TEXT SHOWN
^^^^^^^^
0

EDIT : I simplify my question here : BASH local and flock

I managed to make a manager for launching background process. The aim is to :

  • start the manager and launch only nb_min (example 1) child process ( a python file in this example).
  • if the child end with a 0 errorcode, then step up to nb_max (example 10) child processes
  • else relaunch only nb_min (1) process

so I will have only between nb_min and nb_max child processes launched simultanously

Now, I would like to add an id slot for each launch to make sure that I have only 1 call running with the same id_slot ... I don't get how to manage this !

here is the manager.sh code :

#!/bin/bash

if [ "$USER" != "root" ]
then
        echo "erreur"
        echo "il faut lancer ce script en root"
        echo "sudo $0 nb_jobs_depart nb_jobs_max command"
        exit 1
fi

if [[ $# < 3 ]]
then
        echo "erreur"
        echo "il faut au moins 3 parametres"
        echo "sudo $0 nb_jobs_depart nb_jobs_max command"
        exit 1
fi


min_jobs=$1
shift
max_jobs=$1
shift
command=$@

#n_job=$min_job
echo $min_jobs>/dev/shm/n_job

function _job_worker()
{
        local command=$@
        local result=

        echo "lancement de $command"

        #{ $command ; } >>./_logme.log 2>&1
        $command >>./_logme.log 2>&1
        local result=$?
        echo "retour de command : $result"
        if [[ "${result}" == "0" ]]; then
                echo $max_jobs>/dev/shm/n_job
                #n_job=$max_jobs
                echo "passage a $max_jobs jobs"
        else
                echo $min_jobs>/dev/shm/n_job
                #n_job=$min_jobs
                echo "passage a $min_jobs jobs"
        fi
}

while true; do
        n_job=$(</dev/shm/n_job)
        current_jobs=$(jobs -pr)
        x=0;
        for job in $current_jobs; do
                (( x++ ))
        done;

        echo "il y a $x jobs en cours, il en faut $n_job"
        jobs_to_run=$(($n_job - $x))
        if (( jobs_to_run > 0 )); then
                echo "il y a $jobs_to_run a relancer"
                for (( y = 0; y < $jobs_to_run; y++ )); do
                        _job_worker $command &
                done
        fi
        x=0
        echo "petite pause"
^^^^^^^^
DATASET RECORDS
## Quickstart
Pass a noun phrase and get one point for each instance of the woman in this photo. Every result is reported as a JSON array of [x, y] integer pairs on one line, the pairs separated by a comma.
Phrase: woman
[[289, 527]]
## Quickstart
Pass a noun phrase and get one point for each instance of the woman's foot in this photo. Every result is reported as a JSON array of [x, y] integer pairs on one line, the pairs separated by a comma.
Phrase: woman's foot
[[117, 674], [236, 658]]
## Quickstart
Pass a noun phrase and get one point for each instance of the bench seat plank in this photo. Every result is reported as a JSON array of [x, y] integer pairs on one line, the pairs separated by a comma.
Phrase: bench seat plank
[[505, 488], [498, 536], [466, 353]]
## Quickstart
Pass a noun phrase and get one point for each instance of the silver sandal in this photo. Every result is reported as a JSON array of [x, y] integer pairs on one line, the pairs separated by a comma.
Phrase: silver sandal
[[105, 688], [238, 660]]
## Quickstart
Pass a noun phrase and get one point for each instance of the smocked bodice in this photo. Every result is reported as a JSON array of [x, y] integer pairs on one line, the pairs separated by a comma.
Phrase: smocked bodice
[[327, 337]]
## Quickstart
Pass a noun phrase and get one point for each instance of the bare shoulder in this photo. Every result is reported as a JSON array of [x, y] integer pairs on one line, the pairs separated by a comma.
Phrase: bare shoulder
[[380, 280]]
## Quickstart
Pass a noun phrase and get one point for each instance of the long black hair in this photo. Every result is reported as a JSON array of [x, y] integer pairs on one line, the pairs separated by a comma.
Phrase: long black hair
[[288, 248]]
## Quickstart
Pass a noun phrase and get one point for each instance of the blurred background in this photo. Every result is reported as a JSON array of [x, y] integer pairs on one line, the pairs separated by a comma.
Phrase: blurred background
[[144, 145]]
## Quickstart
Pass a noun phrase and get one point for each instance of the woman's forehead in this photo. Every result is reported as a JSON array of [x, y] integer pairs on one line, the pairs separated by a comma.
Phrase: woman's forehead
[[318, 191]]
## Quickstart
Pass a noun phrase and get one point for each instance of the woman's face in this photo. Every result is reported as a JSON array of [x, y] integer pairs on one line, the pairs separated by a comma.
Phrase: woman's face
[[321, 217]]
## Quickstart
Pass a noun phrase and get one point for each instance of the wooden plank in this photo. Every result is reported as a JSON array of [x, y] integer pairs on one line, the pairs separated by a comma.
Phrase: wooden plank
^^^^^^^^
REQUIRED TASK 1
Decide whether each statement agrees with the job manager post, and answer yes or no for each, quoting the words of the post that settle it.
(a) The script has to be run as root.
(b) The script needs at least three parameters.
(c) When a child process ends with a nonzero error code, the manager steps up to nb_max processes.
REQUIRED TASK 2
In the job manager post, which file does the worker function append its command's output to?
REQUIRED TASK 3
Please carry on the job manager post from the point where it stops.
The items have no role in anything that comes next.

FINAL RESULT 1
(a) Yes: "il faut lancer ce script en root"
(b) Yes: "il faut au moins 3 parametres"
(c) No: "else relaunch only nb_min (1) process"

FINAL RESULT 2
It appends the output, along with error output, to ./_logme.log.

FINAL RESULT 3
        jobs
        sleep 1
done

here is the python code used for the test called with 2 params :

  1. pause in seconds
  2. exit code

example : ./sleeper.pl 10 0 launches a pause of 10s and return an errorcode of 0

#!/usr/bin/perl -w

use strict;

my $time = $ARGV[0] || 1;
my $exit = $ARGV[1] || 0;

print "bonjour $time $exit \n";

sleep $time;
exit $exit;

and now a code sample :

./manager.sh 1 10 ./sleeper.pl 10 0
  • call with minimum 1 process and maximum 10 process if errorcode == 0
  • each process call sleeper.pl with a 10s pause and a return code of 0

EDIT : 16h30

I tried to manage something around the share array advice from here : bash background process modify global variable

but then got bumped by the lock matter, witch I tried to override with a flock but then I loosed the z local variable between the lock and after ...

This new version try to use the pid of each child ... but now I got always the same PID ...????....

#!/bin/bash

if [ "$USER" != "root" ]
then
        echo "erreur"
        echo "il faut lancer ce script en root"
        echo "sudo $0 nb_jobs_depart nb_jobs_max command"
        exit 1
fi

if [[ $# < 3 ]]
then
        echo "erreur"
        echo "il faut au moins 3 parametres"
        echo "sudo $0 nb_jobs_depart nb_jobs_max command"
        exit 1
fi


min_jobs=$1
shift
max_jobs=$1
shift
command=$@

#n_job=$min_job
echo $min_jobs>/dev/shm/n_job

declare -A SLOTS
for (( y = 1; y <= $min_jobs; y++ )); do
    SLOTS[$y]="vide"
done
set | grep ^SLOTS= >/dev/shm/SLOTS

declare -A PIDS

exists(){
  if [ "$2" != in ]; then
    echo "Incorrect usage."
    echo "Correct usage: exists {key} in {array}"
    return
  fi   
  eval '[ ${'$3'[$1]+muahaha} ]'  
}


function _job_worker()
{
    local command=$@
    local z=1
    local result=

    # je dois trouver un slot dispo
    echo "avant le lock mon pid vaut $$"
    (
        # Wait for lock on /var/lock/.manager.exclusivelock (fd 200)
        flock -x -w 10 200 || return

        echo "apres le lock mon pid vaut $$"

        declare -A SLOTS;
        . /dev/shm/SLOTS

        echo "DEBUG etat des slots AVANT process"
        dumpSLOTS

        for i in "${!SLOTS[@]}"
        do
            if [[ "${SLOTS[$i]}" != "vide" ]]; 
            then
                z=$(( $z + 1 )) 
                echo "z vaut $z"
                if [[ $z -gt $n_job ]]; then
                    echo "ERREUR tous les slots sont plein ...."
                    exit 9
                fi
            fi
        done

        echo "je remplie le slot $z avec le pid $$"
        SLOTS[$z]=$$
        PIDS[$$]=$z
        # je sauve
        set | grep ^SLOTS= >/dev/shm/SLOTS
    ) 200>/var/lock/.manager.exclusivelock

    echo "mon pid est $$ je cherche le slot qui correspond"
    local my_slot=$PIDS[$$]
    echo "lancement de $command sur le slot $my_slot"
    $command $my_slot >>./_logme.log 2>&1
    result=$?
    # je recharge la liste des slots
    . /dev/shm/SLOTS

    echo "retour de command : $result"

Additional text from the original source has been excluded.